[start]

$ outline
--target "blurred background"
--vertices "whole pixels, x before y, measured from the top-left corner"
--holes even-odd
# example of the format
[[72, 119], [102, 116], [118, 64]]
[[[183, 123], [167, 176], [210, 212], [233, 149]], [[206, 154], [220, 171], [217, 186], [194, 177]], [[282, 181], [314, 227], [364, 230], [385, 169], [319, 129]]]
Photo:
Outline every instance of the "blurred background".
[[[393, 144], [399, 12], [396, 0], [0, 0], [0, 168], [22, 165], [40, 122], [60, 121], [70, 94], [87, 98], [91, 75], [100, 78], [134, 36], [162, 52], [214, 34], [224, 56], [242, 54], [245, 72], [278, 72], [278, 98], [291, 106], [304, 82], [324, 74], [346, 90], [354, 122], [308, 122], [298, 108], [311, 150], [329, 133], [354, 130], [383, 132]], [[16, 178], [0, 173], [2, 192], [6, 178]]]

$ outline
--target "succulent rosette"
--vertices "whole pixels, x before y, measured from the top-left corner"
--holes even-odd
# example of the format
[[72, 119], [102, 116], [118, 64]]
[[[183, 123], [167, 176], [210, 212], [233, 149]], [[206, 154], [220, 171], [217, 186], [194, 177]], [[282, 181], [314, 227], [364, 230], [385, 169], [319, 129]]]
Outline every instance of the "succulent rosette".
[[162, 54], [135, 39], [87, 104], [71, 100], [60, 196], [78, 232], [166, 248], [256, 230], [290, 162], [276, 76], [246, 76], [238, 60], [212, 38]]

[end]

- [Work to do]:
Quote all the records exactly, please, leaving none out.

- [Response to this exercise]:
$ outline
--target "blurred background"
--vertices "whole pixels, x before y, measured from the top-left corner"
--holes even-odd
# example of the format
[[72, 119], [102, 116], [118, 64]]
[[[183, 123], [167, 176], [210, 212], [233, 149]], [[206, 154], [220, 171], [217, 186], [194, 177]], [[282, 181], [314, 227], [364, 230], [385, 169], [319, 129]]]
Photo:
Outline every instance of the "blurred background".
[[[393, 144], [399, 12], [396, 0], [0, 0], [0, 168], [22, 165], [40, 122], [60, 121], [70, 94], [87, 98], [91, 75], [100, 78], [134, 36], [162, 52], [214, 34], [224, 56], [242, 54], [245, 72], [278, 72], [278, 98], [291, 106], [304, 82], [324, 74], [346, 90], [354, 122], [308, 122], [298, 108], [311, 150], [329, 133], [354, 130], [383, 132]], [[16, 178], [0, 173], [2, 192], [6, 178]]]

$ outline
--target "succulent rosette"
--vertices "whole pixels, x before y, measured from the top-left corner"
--holes even-odd
# example of the format
[[72, 119], [102, 116], [118, 64]]
[[[183, 123], [167, 176], [210, 212], [233, 149]], [[206, 154], [220, 171], [217, 186], [194, 177]], [[282, 181], [314, 227], [364, 230], [385, 169], [319, 129]]]
Outline every instance of the "succulent rosette".
[[162, 54], [135, 39], [87, 104], [71, 100], [60, 196], [78, 232], [166, 248], [256, 230], [290, 162], [276, 76], [246, 76], [238, 60], [212, 38]]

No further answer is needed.